**What is asked**
Could you reproduce the listing from the line containing "For the benchmark, mark each instance of the white travel" through the end, swapping "benchmark" for "evaluation" and leaving everything else unchanged?

== Records for this task

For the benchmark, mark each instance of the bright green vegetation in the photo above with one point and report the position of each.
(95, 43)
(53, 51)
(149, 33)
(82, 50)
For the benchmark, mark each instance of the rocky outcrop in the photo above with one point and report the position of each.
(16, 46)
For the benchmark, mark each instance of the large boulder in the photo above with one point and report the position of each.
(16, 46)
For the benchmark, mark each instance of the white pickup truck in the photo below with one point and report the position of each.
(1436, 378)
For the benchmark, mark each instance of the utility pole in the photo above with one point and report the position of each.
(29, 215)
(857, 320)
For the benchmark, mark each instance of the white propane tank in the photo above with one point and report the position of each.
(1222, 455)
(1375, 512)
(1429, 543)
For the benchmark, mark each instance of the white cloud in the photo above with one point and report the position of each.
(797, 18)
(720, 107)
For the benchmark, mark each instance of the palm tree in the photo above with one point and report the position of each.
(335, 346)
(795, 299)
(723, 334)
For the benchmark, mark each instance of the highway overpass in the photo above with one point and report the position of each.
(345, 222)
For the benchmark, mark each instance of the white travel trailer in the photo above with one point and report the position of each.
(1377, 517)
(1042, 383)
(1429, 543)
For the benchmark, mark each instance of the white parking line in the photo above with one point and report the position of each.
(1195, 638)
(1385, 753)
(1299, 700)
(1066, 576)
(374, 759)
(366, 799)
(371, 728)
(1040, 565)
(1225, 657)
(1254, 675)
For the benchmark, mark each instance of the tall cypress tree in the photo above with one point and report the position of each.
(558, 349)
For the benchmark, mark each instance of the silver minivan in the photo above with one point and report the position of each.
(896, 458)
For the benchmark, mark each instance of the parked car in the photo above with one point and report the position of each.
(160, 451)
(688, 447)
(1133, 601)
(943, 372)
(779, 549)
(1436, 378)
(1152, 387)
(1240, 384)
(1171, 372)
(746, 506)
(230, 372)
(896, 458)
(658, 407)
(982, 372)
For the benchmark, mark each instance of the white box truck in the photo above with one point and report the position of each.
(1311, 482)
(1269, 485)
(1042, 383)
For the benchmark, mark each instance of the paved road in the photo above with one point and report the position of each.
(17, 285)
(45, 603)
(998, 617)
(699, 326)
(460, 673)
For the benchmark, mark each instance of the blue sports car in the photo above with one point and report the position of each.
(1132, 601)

====

**Exercise result**
For the evaluation, mark each instance of the white travel trailer in the photo above with one point and report the position of each.
(1377, 517)
(1042, 383)
(1429, 543)
For the evaluation, mark each instance of the white parking line in the photo above with one point and report the position of each.
(1195, 638)
(1385, 753)
(1299, 700)
(1066, 576)
(374, 759)
(366, 799)
(371, 728)
(1040, 565)
(1225, 657)
(1254, 675)
For the evaluation, mark each instance of the tall cypress tree in the photo above with one point and report the position of each.
(558, 349)
For the evaluation, mark each instance of the silver minivan in the photo above with one point and report the position of each.
(896, 458)
For the evaluation, mark each instance of the parked car in the photo above with one point and report the position of each.
(160, 451)
(688, 447)
(1133, 601)
(943, 372)
(779, 549)
(1436, 378)
(1152, 387)
(1240, 384)
(1171, 372)
(746, 506)
(230, 372)
(896, 458)
(658, 407)
(982, 372)
For the evaluation, mark each instance of the white box truck in the photo above with one point and report the position of each.
(1311, 482)
(1269, 485)
(1042, 383)
For the evaluation, mark each instance of the paved road in the photo above with one point and report the position of each.
(17, 285)
(45, 603)
(998, 617)
(699, 326)
(460, 673)
For the evaluation, mark each instance of the blue sports car in the photo above with one point and report the position of each.
(1132, 601)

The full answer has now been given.